*TASK STATEMENT*.
For each statement, decide whether it agrees with the passage on Bono's op-ed below. Answer yes or no and quote the deciding words from the passage. 1. Bono's op-ed ran in the New York Times. 2. Bono writes that file size is what protects the movie and TV industries. 3. The passage says rich service providers are the ones hurt by file-sharing.

*TEXT TO READ*.
--------------------
Like his ear-ringing, pitch-piercing

singing, many of Bono’s ideas fall flat: Aggression isn’t enough: Artistry

ought to have greater command.

In an Op-Ed for the New York Times last Sunday (“Ten

for the Next Ten”), Sir Bono listed 10 touchstones for the next 10 years,

one of which had the original title, “Intellectual Property Developers.” Bono writes

the “only thing protecting the movie and TV industries from the fate that has

befallen music and indeed the newspaper business is the size of the files. The

immutable laws of bandwidth tell us we’re just a few years away from being able

to download an entire season of ‘24’ in 24 seconds.” And there lies the problem:

“Many will expect to get it free.” Refuge for this shapeless logic is found in

the past decade of unregulated, laissez-faire

piracy:

A decade’s worth

of music file-sharing and swiping has made clear that the people it hurts are

the creators — in this case, the young, fledgling songwriters who can’t live

off ticket and T-shirt sales like the least sympathetic among us — and the

people this reverse Robin Hooding benefits are rich service providers, whose

swollen profits perfectly mirror the lost receipts of the music business.
--------------------
*EXCERPTED RECORDS*.

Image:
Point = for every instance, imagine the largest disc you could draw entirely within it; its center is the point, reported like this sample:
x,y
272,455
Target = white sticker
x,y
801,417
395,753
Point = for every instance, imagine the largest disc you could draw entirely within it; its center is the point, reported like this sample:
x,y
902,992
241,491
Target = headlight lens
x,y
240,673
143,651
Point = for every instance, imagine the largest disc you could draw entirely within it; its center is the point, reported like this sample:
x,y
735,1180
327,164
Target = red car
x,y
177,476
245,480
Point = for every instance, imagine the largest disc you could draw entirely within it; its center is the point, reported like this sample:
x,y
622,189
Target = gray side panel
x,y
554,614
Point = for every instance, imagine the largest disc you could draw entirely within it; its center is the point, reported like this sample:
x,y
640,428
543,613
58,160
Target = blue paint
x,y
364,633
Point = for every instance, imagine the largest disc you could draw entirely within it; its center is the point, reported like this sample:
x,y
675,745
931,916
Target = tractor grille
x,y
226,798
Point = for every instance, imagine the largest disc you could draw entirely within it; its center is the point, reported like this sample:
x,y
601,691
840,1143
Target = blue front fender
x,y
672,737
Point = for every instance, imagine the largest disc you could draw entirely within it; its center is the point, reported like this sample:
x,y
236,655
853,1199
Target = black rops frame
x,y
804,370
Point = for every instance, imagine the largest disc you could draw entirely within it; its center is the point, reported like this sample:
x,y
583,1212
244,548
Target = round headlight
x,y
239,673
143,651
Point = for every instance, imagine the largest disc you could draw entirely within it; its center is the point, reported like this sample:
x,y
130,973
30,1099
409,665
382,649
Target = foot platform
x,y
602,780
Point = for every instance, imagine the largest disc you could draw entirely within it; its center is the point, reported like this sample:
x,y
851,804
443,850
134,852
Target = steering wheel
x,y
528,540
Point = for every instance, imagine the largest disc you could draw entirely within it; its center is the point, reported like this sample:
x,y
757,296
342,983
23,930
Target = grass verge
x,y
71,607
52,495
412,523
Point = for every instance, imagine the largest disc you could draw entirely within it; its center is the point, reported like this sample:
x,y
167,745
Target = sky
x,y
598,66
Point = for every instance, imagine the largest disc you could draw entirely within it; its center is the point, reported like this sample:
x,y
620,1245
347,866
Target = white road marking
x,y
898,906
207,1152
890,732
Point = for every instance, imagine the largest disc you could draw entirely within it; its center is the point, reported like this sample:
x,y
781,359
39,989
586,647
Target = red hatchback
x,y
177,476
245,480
--------------------
*RESULT OF THIS TASK*.
1. Yes: "In an Op-Ed for the New York Times last Sunday"
2. Yes: "only thing protecting the movie and TV industries from the fate that has befallen music and indeed the newspaper business is the size of the files"
3. No: "the people it hurts are the creators"